— START OF Excerpt —

Reputation: 91
I want to combine 2 file CSV data, but not all data. e.g: a.csv + b.csv, where b.csv have 20 data. But I want to take only 10 data from that, and then take 11-20 data. Or the first 10 and the second 10
Then insert the first 10 data into a.csv, and the second 10 data into a.csv too My Question is how can I take only specific total data?
Here is my code:
import pandas as pd
df1 = pd.read_csv('testNegatif.csv')
df2 = pd.read_csv('trainNegatif.csv', nrows=10)
output=df1.append(df2)
output.to_csv("output.csv", sep=',')
I expect the result return that I want, but the actual result is combining all data.
Upvotes: 0
Views: 840
Reputation: 22443
As mentioned in my comment, you can use nrows
import pandas as pd
df1 = pd.read_csv('testNegatif.csv')
df2 = pd.read_csv('trainNegatif.csv', nrows=10)
output=df1.append(df2)
output.to_csv("output.csv", sep=',')
See: https://pandas.pydata.org/pandas-docs/stable/reference/api/pandas.read_csv.html for more options
Upvotes: 0
Reputation: 23753
Without using Pandas. Read the lines of each file; add ten lines from one file's data to the other; write the result to another file.
with open('a.csv') as f:
data = f.readlines()
with open('b.csv') as f:
bdata = f.readlines()
data.extend(bdata[:10])
with open('output.csv', 'w'):
f.writelines(data)
If the files are HUGE and you don't want to read the entire contents into memory, use some itertools functions.
import itertools
with open('a.csv') as a, open('b.csv') as b, open('output.csv', 'w') as out:
first_ten = itertools.islice(b, 10)
for line in itertools.chain(a, first_ten):
out.write(line)
Assumes both files have the same number of columns.
Upvotes: 0
Reputation: 1
import pandas as pd
import numpy as np
# Creating two dataframes with data that overlap, so we don't want all of the 'b' data.
# We want to strip off '3,4,5' as they exist in 'a' as well
# ----------Creating the data frames----------
a = [1,2,3,4,5]
b = [3,4,5,6,7,8,9,10]
dfa = pd.DataFrame(a)
dfa.to_csv('one.csv', index=False)
dfb = pd.DataFrame(b)
dfb.to_csv('two.csv', index = False)
# ---------------------------------------------
# --------Reading through the dataframes-------
one = pd.read_csv('one.csv')
two = pd.read_csv('two.csv')
# ---------------------------------------------
# Stripping off the first 3 data of 'two' the list
output = one.append(two[3:])
output.to_csv("output.csv", sep=',', index=False)
# ---------------------------------------------
I hope this answers your question. The important part for you is output = one.append(two[3:])
. There are more sophisticated ways to do the same thing but this is the simplest.
Upvotes: 0

— END OF Excerpt —

__Written request A__: Reproduce the stretch of the CSV-merging thread from "data.extend(bdata[:10])" through "some itertools functions.".
The CSV-merging thread and the entries are unrelated to each other.

— START OF Provided records —

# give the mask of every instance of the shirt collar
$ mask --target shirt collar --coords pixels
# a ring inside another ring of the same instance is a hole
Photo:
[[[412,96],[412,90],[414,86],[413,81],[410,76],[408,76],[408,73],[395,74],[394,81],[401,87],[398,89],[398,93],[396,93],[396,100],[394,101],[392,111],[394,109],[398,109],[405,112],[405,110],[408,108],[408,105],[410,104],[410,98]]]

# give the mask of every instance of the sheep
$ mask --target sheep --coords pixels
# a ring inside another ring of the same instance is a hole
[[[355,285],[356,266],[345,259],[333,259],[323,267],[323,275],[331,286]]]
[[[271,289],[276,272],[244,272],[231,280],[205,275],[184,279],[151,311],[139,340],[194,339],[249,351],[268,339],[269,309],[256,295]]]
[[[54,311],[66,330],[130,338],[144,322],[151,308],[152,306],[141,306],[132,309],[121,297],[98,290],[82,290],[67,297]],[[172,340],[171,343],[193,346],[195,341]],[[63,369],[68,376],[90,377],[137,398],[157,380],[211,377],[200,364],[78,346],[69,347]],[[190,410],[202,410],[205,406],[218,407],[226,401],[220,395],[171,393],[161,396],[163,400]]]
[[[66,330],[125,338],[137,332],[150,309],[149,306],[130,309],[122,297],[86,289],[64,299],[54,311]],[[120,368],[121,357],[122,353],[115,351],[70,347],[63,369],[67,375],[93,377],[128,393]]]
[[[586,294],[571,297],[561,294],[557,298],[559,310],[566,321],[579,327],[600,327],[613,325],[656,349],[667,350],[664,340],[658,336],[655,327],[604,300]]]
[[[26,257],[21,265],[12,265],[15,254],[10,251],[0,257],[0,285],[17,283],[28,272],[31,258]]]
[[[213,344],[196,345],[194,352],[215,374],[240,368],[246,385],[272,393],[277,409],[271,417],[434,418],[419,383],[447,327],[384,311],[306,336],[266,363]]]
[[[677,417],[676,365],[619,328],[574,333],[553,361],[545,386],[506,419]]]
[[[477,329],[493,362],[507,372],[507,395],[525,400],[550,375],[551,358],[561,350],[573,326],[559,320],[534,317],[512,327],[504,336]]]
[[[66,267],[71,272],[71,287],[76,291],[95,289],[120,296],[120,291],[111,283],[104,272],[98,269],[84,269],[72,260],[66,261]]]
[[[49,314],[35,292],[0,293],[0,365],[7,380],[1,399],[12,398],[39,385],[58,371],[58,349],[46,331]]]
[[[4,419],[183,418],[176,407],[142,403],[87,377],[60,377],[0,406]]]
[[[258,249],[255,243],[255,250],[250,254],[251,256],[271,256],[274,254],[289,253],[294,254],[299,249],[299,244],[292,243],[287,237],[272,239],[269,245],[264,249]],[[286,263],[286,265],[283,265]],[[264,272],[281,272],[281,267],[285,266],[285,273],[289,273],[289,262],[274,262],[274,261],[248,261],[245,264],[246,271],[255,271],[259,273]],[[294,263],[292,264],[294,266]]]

— END OF Provided records —

__Written request B__: List every line of the entries that contains the string "sheep".

__Worked answer A__:
data.extend(bdata[:10])
with open('output.csv', 'w'):
f.writelines(data)
If the files are HUGE and you don't want to read the entire contents into memory, use some itertools functions.

__Worked answer B__:
# give the mask of every instance of the sheep
$ mask --target sheep --coords pixels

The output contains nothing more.